DOCUMENT EXCERPT
□ □ □

Heavenly Father! keep Your poor, weak, erring child from this fearful doom. Let not that measure of prosperity, which You may be pleased to give, prove my curse. But especially let every cross, every affliction which You are pleased to mingle in my cup, conform me more to my Savior's image, restrain my heart from its daily wanderings, endear Your holy ways and word to my soul, and give me sweeter anticipations of that blessed home, where I shall never wander more, but find my eternal happiness in keeping Your word.
"Before I was afflicted I went astray." Partly, perhaps, through the absence of trial. Often our trials act as a thorn-hedge to keep us in the good pasture; but our prosperity is a gap through which we go astray. If any of us remember a time in which we had no trouble, we also probably recollect that then grace was low, and temptation was strong. It may be that some believer cries, "Oh that it were with me as in those summer days before I was afflicted!" Such a sigh is most unwise, and arises from a carnal love of ease: the spiritual man who prizes growth in grace will bless God that those dangerous days are over, and that if the weather be more stormy it is also more healthy. It is well when the mind is open and candid, as in this instance: perhaps David would never have known and confessed his own strayings if he had not smarted under the rod. Let us join in his humble acknowledgments, for doubtless we have imitated him in his strayings. Why is it that a little ease works in us so much disease? Can we never rest without rusting? Never be filled without waxing fat? Never rise as to one world without going down as to another? What weak creatures we are to be unable to bear a little pleasure! What base hearts are those which turn the abundance of God's goodness into an occasion for sin!

□ □ □

(Data excerpts)
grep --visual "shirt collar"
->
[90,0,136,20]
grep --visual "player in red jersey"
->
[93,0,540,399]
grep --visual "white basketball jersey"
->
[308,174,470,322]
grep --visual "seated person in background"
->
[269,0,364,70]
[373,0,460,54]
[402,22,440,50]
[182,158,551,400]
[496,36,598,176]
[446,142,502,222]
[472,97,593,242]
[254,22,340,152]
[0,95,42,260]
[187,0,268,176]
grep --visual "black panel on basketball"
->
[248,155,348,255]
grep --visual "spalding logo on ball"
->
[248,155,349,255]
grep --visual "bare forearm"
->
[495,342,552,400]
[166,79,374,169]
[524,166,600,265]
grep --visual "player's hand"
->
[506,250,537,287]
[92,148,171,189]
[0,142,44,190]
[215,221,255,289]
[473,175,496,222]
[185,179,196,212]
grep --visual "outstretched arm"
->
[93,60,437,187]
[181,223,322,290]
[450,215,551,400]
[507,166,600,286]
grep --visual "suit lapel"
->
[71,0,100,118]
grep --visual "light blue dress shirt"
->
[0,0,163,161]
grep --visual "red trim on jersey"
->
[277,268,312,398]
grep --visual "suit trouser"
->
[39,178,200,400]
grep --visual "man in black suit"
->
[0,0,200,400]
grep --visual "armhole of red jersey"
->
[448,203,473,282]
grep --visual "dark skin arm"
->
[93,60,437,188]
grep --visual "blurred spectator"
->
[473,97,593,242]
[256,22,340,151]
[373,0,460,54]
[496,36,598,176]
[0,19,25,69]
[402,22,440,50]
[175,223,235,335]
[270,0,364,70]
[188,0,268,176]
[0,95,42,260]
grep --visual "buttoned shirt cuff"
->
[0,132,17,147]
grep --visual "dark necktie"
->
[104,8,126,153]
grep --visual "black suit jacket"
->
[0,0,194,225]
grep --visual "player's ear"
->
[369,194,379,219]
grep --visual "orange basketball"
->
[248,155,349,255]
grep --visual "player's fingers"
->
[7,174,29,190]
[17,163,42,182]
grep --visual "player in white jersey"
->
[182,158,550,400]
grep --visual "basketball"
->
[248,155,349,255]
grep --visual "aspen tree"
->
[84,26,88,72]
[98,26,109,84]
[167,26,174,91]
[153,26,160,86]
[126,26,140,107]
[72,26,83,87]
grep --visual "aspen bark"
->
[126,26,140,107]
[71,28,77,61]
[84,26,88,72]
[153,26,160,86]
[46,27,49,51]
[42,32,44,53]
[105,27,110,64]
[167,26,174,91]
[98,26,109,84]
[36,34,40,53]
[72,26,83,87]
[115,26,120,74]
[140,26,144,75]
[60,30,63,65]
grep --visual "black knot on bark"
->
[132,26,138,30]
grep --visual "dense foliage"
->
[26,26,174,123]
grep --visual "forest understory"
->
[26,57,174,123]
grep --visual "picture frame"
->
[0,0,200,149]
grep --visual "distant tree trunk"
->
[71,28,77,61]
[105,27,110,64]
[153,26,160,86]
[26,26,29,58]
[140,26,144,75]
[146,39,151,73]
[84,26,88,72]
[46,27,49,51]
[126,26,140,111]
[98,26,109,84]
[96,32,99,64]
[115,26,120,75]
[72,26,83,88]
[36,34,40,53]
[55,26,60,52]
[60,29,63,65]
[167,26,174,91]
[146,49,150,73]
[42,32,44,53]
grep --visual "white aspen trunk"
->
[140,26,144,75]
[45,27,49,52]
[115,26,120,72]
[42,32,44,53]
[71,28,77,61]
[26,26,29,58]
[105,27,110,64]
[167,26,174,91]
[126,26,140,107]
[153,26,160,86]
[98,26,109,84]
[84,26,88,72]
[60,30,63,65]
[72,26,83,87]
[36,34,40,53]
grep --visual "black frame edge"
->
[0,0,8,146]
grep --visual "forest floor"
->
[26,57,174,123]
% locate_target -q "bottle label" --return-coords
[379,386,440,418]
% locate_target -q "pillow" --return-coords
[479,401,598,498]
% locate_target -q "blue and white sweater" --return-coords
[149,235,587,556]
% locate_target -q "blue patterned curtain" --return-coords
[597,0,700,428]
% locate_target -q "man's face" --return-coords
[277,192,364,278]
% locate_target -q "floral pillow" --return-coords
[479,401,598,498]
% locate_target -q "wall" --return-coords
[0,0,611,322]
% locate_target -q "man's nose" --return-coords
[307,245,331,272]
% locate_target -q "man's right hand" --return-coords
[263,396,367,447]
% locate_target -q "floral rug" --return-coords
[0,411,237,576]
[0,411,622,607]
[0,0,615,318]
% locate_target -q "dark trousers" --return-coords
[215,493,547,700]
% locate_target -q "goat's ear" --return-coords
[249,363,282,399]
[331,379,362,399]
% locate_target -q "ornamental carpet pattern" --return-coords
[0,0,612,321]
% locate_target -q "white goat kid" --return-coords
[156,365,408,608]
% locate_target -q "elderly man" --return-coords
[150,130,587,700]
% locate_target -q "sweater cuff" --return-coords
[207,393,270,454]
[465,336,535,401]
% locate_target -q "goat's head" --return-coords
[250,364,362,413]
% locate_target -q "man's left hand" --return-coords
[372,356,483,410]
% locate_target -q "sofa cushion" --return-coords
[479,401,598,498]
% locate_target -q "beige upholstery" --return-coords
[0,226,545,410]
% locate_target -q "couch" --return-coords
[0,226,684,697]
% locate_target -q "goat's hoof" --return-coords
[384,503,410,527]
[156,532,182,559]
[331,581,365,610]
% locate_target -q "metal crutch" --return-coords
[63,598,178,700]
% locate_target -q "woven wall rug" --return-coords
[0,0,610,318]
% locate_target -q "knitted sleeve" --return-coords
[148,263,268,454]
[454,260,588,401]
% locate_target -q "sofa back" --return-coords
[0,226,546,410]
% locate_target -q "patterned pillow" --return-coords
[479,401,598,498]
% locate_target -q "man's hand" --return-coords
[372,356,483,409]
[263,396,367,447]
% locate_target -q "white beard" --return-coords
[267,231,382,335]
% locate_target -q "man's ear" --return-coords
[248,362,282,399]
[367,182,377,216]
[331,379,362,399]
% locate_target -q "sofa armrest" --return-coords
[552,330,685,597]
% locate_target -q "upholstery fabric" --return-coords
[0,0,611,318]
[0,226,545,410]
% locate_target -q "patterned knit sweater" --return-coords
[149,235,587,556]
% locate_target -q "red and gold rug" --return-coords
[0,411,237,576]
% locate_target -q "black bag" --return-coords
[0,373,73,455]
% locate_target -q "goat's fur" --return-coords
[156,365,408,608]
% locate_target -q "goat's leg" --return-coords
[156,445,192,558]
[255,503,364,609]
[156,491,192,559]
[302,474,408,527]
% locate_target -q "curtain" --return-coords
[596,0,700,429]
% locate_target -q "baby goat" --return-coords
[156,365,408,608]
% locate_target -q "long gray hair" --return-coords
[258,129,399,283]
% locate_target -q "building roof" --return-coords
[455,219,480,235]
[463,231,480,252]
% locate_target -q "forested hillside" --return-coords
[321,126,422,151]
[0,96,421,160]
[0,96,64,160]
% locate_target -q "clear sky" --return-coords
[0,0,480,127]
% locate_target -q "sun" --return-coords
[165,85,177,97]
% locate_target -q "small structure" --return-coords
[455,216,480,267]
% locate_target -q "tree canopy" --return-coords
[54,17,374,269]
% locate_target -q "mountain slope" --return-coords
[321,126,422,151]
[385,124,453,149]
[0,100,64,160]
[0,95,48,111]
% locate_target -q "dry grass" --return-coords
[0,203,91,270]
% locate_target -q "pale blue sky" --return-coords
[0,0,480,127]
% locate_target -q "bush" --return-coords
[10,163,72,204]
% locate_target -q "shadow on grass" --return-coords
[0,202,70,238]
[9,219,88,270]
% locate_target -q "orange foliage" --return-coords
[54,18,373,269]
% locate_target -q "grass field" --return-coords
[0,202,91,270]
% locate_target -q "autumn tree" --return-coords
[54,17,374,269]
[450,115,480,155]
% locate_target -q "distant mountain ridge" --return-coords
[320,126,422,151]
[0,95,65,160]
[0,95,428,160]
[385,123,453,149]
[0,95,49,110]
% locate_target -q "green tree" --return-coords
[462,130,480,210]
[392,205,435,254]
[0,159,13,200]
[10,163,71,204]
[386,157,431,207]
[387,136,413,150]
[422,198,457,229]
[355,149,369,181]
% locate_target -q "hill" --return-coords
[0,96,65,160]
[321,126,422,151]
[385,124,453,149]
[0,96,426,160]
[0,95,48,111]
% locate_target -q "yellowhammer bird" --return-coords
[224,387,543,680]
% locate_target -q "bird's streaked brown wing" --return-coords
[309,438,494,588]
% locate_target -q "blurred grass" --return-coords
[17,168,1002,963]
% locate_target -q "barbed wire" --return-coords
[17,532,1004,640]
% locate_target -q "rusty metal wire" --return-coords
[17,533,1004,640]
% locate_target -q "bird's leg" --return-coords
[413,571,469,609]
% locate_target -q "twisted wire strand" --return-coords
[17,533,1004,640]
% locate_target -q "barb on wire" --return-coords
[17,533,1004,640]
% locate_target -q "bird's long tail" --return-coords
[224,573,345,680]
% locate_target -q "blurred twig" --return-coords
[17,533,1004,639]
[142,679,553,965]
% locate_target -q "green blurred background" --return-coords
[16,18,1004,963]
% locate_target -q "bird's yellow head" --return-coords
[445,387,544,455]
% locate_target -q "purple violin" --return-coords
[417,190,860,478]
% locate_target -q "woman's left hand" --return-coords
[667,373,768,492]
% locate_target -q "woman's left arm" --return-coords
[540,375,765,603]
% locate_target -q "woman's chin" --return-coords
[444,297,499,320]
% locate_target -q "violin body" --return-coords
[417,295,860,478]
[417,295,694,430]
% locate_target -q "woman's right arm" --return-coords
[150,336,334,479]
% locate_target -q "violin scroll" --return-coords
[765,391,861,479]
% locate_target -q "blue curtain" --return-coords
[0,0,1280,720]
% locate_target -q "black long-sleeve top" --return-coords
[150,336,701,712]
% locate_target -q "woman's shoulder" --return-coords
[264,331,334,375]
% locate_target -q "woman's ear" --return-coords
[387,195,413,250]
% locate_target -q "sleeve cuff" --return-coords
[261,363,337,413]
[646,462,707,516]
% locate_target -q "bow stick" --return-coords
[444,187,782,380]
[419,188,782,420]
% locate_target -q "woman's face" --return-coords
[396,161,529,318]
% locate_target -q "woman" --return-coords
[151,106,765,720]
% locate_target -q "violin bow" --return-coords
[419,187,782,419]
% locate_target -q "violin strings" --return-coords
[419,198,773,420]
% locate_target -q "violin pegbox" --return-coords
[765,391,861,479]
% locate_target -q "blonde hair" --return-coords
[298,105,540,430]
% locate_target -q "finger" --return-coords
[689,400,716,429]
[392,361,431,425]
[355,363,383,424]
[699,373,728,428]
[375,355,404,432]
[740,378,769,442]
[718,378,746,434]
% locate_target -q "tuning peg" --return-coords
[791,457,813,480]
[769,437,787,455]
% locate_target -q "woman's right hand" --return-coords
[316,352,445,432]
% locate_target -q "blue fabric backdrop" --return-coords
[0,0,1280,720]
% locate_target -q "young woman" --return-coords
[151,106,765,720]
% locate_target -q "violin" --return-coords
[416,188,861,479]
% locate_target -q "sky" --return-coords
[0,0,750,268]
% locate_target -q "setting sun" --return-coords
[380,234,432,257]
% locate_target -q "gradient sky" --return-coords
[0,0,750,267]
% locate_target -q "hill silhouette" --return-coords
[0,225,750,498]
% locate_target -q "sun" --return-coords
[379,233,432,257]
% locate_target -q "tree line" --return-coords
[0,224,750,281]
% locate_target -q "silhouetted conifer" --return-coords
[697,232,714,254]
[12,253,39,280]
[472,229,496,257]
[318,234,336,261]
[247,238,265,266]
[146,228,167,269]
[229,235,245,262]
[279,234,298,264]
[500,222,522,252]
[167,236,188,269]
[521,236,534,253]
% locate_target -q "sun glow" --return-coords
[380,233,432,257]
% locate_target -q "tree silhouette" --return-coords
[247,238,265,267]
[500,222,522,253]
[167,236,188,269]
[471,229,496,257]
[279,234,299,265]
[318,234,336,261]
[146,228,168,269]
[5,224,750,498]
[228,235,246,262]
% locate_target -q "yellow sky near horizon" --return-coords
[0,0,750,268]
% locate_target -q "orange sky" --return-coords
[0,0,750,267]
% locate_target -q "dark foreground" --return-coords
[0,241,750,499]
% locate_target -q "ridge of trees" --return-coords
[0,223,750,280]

□ □ □

ACTIVITIES
- A) Print the part of the passage about affliction starting at "Heavenly Father! keep" and ending at "keeping Your word.".
- B) Answer these questions from the passage about affliction:
(i) In the prayer, what does the speaker ask should not prove a curse?
(ii) What does the passage say our trials often act as?
(iii) Who, according to the passage, might never have known and confessed his own strayings had he not smarted under the rod?
Rely only on the passage about affliction.

ANSWERS PER TASK
- A)
Heavenly Father! keep Your poor, weak, erring child from this fearful doom. Let not that measure of prosperity, which You may be pleased to give, prove my curse. But especially let every cross, every affliction which You are pleased to mingle in my cup, conform me more to my Savior's image, restrain my heart from its daily wanderings, endear Your holy ways and word to my soul, and give me sweeter anticipations of that blessed home, where I shall never wander more, but find my eternal happiness in keeping Your word.

- B)
(i) The measure of prosperity that God may be pleased to give.
(ii) A thorn-hedge to keep us in the good pasture.
(iii) David.